• **INSTRUCTIONS FOR THE TASK**:
Reproduce all of the data below, requests included, multiplying every coordinate in the answer points by 1.2 and rounding each result to a whole number, with halves rounded up.

------------------------------------------------

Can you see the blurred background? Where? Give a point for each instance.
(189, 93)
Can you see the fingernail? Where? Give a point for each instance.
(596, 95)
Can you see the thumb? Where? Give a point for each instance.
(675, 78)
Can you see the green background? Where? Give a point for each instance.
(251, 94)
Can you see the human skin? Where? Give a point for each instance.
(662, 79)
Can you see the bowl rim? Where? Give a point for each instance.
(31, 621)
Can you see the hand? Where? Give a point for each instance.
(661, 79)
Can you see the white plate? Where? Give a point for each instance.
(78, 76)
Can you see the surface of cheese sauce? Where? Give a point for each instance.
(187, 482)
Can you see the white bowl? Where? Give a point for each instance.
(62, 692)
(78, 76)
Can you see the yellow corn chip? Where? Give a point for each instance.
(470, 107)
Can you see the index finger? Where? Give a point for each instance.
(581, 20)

------------------------------------------------

• **EXERCISE RESPONSE**:
Can you see the blurred background? Where? Give a point for each instance.
(227, 112)
Can you see the fingernail? Where? Give a point for each instance.
(715, 114)
Can you see the thumb? Where? Give a point for each instance.
(810, 94)
Can you see the green background? Where? Give a point for each instance.
(301, 113)
Can you see the human skin? Where? Give a point for each instance.
(794, 95)
Can you see the bowl rim? Where? Give a point for each instance.
(37, 745)
Can you see the hand? Where? Give a point for each instance.
(793, 95)
Can you see the white plate? Where? Give a point for each instance.
(94, 91)
Can you see the surface of cheese sauce? Where? Give a point for each instance.
(224, 578)
Can you see the white bowl? Where? Give a point for each instance.
(74, 830)
(94, 91)
Can you see the yellow corn chip? Where? Give a point for each instance.
(564, 128)
Can you see the index finger? Where? Give a point for each instance.
(697, 24)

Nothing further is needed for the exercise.